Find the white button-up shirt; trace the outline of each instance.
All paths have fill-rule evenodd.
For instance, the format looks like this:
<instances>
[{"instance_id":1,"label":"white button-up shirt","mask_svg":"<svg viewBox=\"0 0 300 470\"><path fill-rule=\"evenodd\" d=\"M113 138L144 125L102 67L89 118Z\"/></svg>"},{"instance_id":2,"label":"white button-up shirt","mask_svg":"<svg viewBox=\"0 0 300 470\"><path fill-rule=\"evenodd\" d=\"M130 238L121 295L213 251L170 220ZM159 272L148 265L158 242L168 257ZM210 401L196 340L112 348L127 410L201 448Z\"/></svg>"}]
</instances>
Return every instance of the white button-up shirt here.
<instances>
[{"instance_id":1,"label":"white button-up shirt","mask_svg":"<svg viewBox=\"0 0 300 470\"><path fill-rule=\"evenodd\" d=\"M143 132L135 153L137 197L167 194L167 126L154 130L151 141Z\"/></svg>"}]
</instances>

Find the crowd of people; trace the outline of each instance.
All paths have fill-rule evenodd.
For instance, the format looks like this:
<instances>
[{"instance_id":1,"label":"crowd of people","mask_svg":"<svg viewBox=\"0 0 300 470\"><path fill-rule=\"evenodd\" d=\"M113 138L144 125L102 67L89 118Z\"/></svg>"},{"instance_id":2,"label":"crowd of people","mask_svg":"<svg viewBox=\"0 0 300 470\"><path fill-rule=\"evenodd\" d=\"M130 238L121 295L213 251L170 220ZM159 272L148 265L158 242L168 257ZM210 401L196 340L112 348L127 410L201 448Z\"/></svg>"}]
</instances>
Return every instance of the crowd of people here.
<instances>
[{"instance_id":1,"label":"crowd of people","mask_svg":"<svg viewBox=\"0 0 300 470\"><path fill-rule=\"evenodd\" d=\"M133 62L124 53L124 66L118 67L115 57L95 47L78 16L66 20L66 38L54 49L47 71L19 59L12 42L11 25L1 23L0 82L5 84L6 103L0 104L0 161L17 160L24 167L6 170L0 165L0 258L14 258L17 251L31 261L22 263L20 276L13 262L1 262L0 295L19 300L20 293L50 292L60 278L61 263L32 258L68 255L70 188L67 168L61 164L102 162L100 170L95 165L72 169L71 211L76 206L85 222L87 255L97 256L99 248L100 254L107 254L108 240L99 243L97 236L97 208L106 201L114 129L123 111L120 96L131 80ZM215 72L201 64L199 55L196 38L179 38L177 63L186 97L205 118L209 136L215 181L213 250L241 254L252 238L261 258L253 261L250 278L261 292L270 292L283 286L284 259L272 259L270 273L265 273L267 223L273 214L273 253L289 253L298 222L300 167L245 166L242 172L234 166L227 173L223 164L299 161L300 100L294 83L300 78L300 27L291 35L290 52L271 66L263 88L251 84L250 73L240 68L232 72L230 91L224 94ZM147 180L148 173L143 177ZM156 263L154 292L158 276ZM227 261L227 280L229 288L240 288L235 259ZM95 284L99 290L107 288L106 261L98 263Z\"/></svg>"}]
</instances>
.....
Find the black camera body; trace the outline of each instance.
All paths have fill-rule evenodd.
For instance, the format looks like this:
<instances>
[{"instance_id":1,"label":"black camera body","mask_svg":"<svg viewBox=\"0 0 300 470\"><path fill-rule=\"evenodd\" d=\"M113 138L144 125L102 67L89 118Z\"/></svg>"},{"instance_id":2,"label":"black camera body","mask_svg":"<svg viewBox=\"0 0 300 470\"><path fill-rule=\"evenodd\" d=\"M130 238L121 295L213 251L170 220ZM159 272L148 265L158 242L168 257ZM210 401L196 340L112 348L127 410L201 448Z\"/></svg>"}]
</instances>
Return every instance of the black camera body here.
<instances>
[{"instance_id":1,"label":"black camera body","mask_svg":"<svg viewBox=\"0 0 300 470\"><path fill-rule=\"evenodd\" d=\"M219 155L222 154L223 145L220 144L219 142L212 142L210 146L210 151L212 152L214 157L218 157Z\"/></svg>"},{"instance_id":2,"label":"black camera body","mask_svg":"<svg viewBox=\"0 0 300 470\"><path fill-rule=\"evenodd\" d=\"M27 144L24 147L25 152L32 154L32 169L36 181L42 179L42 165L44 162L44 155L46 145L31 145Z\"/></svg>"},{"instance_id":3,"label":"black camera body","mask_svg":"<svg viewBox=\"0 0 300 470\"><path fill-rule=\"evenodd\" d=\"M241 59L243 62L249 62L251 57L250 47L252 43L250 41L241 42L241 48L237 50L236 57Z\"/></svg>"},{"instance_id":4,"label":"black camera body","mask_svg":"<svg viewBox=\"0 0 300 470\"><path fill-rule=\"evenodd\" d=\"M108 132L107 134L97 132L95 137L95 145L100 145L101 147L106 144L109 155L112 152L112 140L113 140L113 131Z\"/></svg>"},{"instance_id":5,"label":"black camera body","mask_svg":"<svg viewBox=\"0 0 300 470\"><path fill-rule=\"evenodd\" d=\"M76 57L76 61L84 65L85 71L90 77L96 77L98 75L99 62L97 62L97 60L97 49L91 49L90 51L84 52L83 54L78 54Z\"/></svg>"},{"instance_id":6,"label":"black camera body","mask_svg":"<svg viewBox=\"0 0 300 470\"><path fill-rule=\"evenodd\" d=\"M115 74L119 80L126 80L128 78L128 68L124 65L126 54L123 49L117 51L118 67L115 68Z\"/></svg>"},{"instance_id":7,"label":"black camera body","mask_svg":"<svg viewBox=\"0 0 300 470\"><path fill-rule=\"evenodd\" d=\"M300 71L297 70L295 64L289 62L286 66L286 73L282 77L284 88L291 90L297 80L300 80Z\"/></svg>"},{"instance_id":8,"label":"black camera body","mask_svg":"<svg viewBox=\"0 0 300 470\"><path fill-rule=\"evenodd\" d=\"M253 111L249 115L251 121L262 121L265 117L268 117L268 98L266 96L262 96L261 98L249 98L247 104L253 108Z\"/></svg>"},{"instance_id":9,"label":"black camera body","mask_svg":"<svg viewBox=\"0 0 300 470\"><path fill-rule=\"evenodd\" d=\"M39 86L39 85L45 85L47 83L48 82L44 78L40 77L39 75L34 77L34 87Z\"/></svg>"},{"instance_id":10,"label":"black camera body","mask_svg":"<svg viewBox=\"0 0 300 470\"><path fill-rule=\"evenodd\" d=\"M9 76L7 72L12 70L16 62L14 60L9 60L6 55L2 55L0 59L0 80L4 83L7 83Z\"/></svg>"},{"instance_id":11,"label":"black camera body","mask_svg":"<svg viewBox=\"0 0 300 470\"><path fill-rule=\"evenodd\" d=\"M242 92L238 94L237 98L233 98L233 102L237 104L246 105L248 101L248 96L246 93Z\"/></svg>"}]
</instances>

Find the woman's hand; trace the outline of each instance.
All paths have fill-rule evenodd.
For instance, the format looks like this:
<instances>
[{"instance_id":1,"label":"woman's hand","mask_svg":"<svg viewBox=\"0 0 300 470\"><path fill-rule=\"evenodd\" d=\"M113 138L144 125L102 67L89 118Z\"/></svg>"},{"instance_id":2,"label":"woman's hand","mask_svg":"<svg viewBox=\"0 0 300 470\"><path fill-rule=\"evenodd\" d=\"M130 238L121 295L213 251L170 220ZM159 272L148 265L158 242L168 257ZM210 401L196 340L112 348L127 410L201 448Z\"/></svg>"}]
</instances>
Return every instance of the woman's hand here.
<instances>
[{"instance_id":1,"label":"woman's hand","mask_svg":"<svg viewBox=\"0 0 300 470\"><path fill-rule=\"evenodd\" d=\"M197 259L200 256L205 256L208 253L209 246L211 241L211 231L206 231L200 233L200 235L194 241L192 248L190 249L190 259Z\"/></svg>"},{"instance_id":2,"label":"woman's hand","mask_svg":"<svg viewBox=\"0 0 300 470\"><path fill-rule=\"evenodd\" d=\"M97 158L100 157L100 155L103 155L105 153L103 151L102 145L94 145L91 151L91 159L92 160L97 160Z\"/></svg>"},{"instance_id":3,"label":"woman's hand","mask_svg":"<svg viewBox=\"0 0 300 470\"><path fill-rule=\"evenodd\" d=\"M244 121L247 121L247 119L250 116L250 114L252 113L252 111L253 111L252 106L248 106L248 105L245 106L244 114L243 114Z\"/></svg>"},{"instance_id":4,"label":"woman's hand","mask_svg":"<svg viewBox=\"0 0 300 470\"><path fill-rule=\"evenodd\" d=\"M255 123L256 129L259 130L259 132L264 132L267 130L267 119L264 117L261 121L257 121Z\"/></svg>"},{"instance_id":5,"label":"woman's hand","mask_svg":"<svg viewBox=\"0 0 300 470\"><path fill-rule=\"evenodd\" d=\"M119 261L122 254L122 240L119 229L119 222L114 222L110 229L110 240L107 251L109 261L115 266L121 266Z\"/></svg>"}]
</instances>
.....
Check every line of the entries above, and copy those that carry the string "outline".

Find the white button-up shirt; trace the outline of each instance.
Find the crowd of people; trace the outline of each instance.
Find the black camera body; trace the outline of each instance.
Find the woman's hand; trace the outline of each instance.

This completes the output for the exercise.